What this exercise asks
a) List every resistor value given in the modulator description.
b) Reproduce the modulator description between "The series 100" and "is still experimental.", inclusive.
c) Carry on the modulator description from the point where it stops.

Text section
* start *
The series 100 ohm / 1,000 pF capacitor combination act as a surge de-spiker in case of an impedance mismatch with the magnetron. This can cause a large voltage "spike" from the pulse transformer.
The high-voltage diode is used as a "tail clipper" to clean up the shape of the final output voltage pulse. The series 47 ohm resistor is used to tame current spikes in the diode. The diode used here is a UX-C2B, or any voltage-doubler diode from an old microwave oven should work.
A series 220 pF high-voltage capacitor is used along with a 1,000 ohm resistor and 5.1 volt Zener diode to form an optional "pulse monitoring" circuit.
The final output pulse is via the WHITE wire on the left, with the BLACK wire being the common ground.
Overview of the two series ST Electronics STGF3NC120HD N-channel IGBTs and their gate-drive circuitry.
This is the section of the modulator which is still experimental.
The 2 kV DC input to the IGBTs is from the ORANGE wire on the left. The BLACK wire on the right is a common ground.
The +24 VDC for the gate-drive transformer's primary is on the lower-right. The trigger input to the 2N2222A is on the lower-left.
* end *
Information provided
* start *
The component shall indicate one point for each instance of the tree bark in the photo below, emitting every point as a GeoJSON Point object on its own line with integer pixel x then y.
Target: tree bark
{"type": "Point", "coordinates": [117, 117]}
* end *
Answers for the tasks
a) 100 ohm, 47 ohm, 1,000 ohm

b)
The series 100 ohm / 1,000 pF capacitor combination act as a surge de-spiker in case of an impedance mismatch with the magnetron. This can cause a large voltage "spike" from the pulse transformer.
The high-voltage diode is used as a "tail clipper" to clean up the shape of the final output voltage pulse. The series 47 ohm resistor is used to tame current spikes in the diode. The diode used here is a UX-C2B, or any voltage-doubler diode from an old microwave oven should work.
A series 220 pF high-voltage capacitor is used along with a 1,000 ohm resistor and 5.1 volt Zener diode to form an optional "pulse monitoring" circuit.
The final output pulse is via the WHITE wire on the left, with the BLACK wire being the common ground.
Overview of the two series ST Electronics STGF3NC120HD N-channel IGBTs and their gate-drive circuitry.
This is the section of the modulator which is still experimental.

c)
The little black box in the middle of the IGBTs is a Coilcraft DA2320 gate-drive transformer with a 1:1:1 turns ratio between the primary and secondary windings. This transformer is necessary to make sure the two IGBTs fire at the same time and provides proper high-voltage isolation. This transformer is a must. You can make your own using a ferrite core and some enameled wire. Google "gate-drive transformers" for alot more information on doing that.
The two 15 ohm (should be 10) resistors go to the gate's on the two IGBTs. A 33 volt TVS clamps any voltage spikes on the gate-drive signal to protect the IGBTs.
The capacitors and resistors across the two IGBTs help to equalize the high-voltage across the two IGBTs so one isn't "triggered" before the other.
The schematic and the above picture don't follow each other due to constant re-working.
Alternate view of the gate-drive circuits.
I originally had series diodes and loading resistors on the gate-drive transformer's output, but this seemed to distort the output signal.
You need a fast, clean square wave pulse-drive on the IGBT's gate for proper modulator operation, and so you can quickly re-charge the PFN after each pulse firing.
Overall view of the completed pulse modulator circuit.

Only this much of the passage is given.